TO DO
Locate the string "background" in the listing below. Copy every line where it is found.
Start of GIVEN INFORMATION
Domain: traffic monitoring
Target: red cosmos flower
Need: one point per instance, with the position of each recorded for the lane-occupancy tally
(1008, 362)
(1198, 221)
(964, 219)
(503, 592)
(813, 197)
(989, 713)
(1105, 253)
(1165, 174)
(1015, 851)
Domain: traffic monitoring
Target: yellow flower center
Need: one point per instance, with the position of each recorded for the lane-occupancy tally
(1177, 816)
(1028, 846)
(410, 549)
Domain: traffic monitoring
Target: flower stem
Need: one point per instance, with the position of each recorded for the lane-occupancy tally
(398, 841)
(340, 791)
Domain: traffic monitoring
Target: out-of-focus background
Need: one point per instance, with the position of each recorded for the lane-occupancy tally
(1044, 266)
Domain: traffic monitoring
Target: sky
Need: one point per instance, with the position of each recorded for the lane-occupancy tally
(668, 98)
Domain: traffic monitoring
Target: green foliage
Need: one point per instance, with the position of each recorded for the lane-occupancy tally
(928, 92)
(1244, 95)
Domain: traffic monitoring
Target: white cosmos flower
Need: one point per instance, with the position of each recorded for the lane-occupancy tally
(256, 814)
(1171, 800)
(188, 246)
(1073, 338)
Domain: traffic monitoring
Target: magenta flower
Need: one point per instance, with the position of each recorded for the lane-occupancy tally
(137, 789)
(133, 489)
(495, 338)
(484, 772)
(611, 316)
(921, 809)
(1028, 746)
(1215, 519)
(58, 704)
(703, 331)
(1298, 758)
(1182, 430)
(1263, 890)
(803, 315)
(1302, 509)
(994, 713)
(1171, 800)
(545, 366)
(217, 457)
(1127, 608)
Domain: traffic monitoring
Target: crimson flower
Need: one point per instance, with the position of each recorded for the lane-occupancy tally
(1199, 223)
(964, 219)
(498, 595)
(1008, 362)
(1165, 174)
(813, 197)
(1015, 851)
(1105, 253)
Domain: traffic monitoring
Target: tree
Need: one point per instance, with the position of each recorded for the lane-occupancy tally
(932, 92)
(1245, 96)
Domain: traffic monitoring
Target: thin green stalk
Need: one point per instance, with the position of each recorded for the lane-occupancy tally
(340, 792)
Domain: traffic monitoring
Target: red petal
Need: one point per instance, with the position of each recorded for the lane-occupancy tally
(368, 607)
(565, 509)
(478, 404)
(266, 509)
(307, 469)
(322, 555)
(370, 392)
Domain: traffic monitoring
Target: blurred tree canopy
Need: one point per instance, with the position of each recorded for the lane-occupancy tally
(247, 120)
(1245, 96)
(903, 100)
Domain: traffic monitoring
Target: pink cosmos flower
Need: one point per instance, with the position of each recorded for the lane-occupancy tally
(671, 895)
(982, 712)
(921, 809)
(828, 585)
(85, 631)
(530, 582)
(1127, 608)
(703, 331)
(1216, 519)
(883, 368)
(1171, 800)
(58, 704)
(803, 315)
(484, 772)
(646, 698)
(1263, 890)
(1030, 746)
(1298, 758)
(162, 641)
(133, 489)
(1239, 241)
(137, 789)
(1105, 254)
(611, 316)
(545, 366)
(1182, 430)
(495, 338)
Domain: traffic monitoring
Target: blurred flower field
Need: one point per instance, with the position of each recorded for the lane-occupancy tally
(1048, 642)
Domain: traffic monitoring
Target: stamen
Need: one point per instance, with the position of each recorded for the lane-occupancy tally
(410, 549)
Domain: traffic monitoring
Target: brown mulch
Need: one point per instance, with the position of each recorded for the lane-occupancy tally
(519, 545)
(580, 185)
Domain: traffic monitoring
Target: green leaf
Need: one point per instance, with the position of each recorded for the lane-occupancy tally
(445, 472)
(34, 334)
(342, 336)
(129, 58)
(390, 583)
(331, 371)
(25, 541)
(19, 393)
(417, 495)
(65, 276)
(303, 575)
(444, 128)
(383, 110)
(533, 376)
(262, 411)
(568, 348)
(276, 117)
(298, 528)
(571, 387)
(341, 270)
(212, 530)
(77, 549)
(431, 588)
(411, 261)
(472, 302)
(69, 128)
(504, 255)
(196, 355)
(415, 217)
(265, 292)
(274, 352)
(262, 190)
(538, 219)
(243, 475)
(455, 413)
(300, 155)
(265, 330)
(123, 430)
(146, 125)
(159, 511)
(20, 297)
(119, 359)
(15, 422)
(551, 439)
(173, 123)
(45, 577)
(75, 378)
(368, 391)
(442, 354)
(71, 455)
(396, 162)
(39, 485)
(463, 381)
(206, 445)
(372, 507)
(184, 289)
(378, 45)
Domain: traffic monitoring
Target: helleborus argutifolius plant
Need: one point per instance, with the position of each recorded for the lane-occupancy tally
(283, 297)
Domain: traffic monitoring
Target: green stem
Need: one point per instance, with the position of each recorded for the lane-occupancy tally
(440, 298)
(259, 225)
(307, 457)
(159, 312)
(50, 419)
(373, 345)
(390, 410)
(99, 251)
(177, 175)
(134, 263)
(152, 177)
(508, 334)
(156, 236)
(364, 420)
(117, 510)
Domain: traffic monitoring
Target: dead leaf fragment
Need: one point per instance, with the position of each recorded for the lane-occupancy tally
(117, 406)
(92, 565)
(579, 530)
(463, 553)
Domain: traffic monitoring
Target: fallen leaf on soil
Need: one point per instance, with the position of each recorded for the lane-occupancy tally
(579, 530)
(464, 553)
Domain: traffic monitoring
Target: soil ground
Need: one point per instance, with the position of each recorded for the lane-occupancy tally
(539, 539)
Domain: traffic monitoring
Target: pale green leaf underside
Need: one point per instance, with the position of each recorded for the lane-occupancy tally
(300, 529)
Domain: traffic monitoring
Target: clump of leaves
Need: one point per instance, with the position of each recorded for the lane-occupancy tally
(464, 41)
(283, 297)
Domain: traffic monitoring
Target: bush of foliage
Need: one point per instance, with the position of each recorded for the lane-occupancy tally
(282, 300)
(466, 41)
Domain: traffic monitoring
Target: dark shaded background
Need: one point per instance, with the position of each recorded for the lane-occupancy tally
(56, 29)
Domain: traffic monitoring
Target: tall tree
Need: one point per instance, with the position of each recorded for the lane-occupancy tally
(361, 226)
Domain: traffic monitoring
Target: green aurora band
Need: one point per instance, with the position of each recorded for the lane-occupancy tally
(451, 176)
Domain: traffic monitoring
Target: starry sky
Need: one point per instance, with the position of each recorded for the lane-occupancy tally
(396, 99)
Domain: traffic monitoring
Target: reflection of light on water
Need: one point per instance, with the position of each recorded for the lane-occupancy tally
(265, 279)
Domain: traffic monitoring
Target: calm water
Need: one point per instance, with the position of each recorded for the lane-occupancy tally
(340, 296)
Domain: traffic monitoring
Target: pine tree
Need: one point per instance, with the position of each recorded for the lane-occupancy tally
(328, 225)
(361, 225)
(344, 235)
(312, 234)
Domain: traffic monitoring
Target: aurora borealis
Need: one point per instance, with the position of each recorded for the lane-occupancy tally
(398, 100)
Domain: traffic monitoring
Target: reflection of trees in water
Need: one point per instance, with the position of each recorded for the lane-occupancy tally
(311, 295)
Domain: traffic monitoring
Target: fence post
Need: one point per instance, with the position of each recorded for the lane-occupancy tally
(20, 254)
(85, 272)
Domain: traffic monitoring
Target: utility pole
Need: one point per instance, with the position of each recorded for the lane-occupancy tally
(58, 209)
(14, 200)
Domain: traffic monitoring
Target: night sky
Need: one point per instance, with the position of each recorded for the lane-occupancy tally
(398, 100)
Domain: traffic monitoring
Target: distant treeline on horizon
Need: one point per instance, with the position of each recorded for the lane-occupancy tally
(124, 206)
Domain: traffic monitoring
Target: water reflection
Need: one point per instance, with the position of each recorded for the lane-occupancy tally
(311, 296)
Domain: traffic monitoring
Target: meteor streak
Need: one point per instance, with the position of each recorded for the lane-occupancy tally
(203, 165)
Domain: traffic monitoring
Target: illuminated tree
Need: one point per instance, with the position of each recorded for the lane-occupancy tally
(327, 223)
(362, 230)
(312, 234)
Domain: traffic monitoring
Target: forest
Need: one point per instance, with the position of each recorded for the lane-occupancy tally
End of GIVEN INFORMATION
ANSWER SECTION
Target: out-of-focus background
Target: dark shaded background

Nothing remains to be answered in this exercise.